_Written tasks_
**a)** Copy out, line for line, the part of the rows that opens with the line containing "lake in this photo." and runs through the last row.
**b)** Write what comes next in the "GO puppy!" forum thread, picking up right after its final line.

_Page extract_
= = = = = = =
# GO puppy!



## LibertyME (Jan 6, 2007)

Wow!! Wonderful shot


----------



## GoldenSail (Dec 30, 2008)

Wow that is beautiful!


----------



## DNL2448 (Feb 13, 2009)

What a handsome boy! So proud of his prize, as he should be.


----------



## Laurie (Sep 20, 2009)

He's gorgeous!!!!!


----------



## cmichele (Jan 16, 2009)

So gorgeous!


----------



## Cowtown (Sep 23, 2009)

That's awesome! Look at Slater puppy go!

Jeff


----------



## hotel4dogs (Sep 29, 2008)

what a great shot! he's loving bringing his prize back!


----------



## tippykayak (Oct 27, 2008)

Lookin' good!


----------



## rappwizard (May 27, 2009)

Not too long before he's going to have some initials behind his name!


----------



## Oaklys Dad (Dec 28, 2005)

Love that shot. He looks so proud of himself.


----------



## Ambesi (Jul 16, 2009)
= = = = = = =
_Provided records_
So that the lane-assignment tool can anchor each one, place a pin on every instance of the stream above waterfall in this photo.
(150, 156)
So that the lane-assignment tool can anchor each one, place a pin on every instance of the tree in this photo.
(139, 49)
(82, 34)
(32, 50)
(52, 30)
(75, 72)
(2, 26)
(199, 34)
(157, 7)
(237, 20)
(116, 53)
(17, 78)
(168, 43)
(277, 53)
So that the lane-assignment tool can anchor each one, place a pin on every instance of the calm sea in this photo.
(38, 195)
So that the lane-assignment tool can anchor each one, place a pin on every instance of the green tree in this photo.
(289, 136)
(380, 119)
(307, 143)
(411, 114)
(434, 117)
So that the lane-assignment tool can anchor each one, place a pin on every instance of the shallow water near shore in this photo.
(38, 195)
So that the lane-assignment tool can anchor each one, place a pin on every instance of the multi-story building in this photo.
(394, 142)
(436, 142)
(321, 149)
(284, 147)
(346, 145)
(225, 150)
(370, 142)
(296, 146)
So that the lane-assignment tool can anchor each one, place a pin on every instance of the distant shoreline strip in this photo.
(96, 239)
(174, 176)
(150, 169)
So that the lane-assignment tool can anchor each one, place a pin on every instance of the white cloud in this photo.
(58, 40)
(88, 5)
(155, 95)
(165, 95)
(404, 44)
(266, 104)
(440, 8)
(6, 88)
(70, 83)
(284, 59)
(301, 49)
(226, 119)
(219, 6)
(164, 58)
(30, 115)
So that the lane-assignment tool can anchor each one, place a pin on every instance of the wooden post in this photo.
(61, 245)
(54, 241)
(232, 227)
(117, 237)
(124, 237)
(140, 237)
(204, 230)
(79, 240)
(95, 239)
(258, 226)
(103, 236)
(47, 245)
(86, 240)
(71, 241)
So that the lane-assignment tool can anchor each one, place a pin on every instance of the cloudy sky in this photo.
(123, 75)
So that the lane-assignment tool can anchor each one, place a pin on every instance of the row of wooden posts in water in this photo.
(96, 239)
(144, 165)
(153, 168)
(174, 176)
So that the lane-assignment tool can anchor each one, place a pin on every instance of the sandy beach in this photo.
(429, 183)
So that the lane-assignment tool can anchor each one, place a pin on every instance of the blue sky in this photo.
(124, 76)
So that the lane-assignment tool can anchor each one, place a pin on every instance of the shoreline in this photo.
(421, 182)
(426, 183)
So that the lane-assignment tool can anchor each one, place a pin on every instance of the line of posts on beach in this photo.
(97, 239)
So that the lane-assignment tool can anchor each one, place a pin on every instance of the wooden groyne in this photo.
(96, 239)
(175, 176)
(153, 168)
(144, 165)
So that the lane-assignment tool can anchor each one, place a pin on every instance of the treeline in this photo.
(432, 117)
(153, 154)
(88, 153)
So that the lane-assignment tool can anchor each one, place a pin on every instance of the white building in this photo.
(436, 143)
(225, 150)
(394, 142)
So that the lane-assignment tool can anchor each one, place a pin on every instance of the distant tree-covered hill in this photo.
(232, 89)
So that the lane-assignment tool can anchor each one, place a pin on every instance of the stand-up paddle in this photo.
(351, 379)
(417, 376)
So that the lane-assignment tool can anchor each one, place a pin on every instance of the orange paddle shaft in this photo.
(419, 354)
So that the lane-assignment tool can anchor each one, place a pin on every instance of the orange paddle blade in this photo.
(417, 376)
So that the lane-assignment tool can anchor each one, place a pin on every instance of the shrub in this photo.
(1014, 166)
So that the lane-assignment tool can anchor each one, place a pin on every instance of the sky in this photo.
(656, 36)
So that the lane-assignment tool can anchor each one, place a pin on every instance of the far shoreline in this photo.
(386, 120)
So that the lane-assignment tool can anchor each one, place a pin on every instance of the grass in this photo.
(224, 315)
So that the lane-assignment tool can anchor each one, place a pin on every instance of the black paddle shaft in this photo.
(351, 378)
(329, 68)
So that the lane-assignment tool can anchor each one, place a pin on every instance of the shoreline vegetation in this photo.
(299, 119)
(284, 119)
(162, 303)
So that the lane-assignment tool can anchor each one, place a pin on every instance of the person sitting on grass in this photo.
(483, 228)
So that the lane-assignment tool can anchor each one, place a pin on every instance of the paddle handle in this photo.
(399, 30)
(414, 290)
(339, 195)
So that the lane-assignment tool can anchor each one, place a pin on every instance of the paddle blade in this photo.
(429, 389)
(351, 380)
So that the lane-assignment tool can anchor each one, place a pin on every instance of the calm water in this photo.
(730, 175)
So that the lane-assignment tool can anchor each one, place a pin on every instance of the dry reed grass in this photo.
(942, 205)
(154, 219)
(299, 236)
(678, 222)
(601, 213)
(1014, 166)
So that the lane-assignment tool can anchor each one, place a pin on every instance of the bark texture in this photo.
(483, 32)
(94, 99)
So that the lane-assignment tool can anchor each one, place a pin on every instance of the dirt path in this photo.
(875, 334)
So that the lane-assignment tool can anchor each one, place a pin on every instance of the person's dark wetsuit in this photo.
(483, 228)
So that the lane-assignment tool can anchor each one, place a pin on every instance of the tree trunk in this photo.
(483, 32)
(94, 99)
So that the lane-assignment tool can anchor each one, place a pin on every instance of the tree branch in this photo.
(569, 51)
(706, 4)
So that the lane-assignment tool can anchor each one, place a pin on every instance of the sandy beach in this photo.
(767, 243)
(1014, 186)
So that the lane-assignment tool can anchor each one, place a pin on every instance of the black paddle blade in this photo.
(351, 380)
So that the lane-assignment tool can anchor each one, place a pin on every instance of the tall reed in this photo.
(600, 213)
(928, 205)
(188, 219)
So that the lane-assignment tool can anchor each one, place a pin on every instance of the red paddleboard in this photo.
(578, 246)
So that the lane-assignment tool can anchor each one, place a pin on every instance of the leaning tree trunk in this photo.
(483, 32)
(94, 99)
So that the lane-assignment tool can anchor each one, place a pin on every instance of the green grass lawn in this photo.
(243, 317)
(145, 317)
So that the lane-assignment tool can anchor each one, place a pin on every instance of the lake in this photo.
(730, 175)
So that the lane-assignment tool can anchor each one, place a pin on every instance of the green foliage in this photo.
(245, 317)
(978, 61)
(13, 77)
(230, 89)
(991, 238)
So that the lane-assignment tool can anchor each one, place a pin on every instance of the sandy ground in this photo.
= = = = = = =
_Responses by task_
**a)**
So that the lane-assignment tool can anchor each one, place a pin on every instance of the lake in this photo.
(730, 175)
So that the lane-assignment tool can anchor each one, place a pin on every instance of the green foliage in this photo.
(245, 317)
(978, 61)
(13, 77)
(230, 89)
(991, 238)
So that the lane-assignment tool can anchor each one, place a pin on every instance of the sandy ground in this photo.

**b)**
What a beautiful picture. So proud of his bird. Looks like a lot of fun!


----------



## sammydog (Aug 23, 2008)

Great picture! He really is a great looking guy! I see some initals coming soon as well!


----------



## GoldenJoyx'stwo (Feb 25, 2007)

Beautiful! And a great photo to make 2D or 3D!


----------



## scottbldr (Aug 29, 2009)

Great photo! Love the name too!

Robert


----------



## Traz (Jan 19, 2009)

Very nice. Mine could do that....but they would be running around making me chase them to get it. LOL
It will be fun to watch him grow.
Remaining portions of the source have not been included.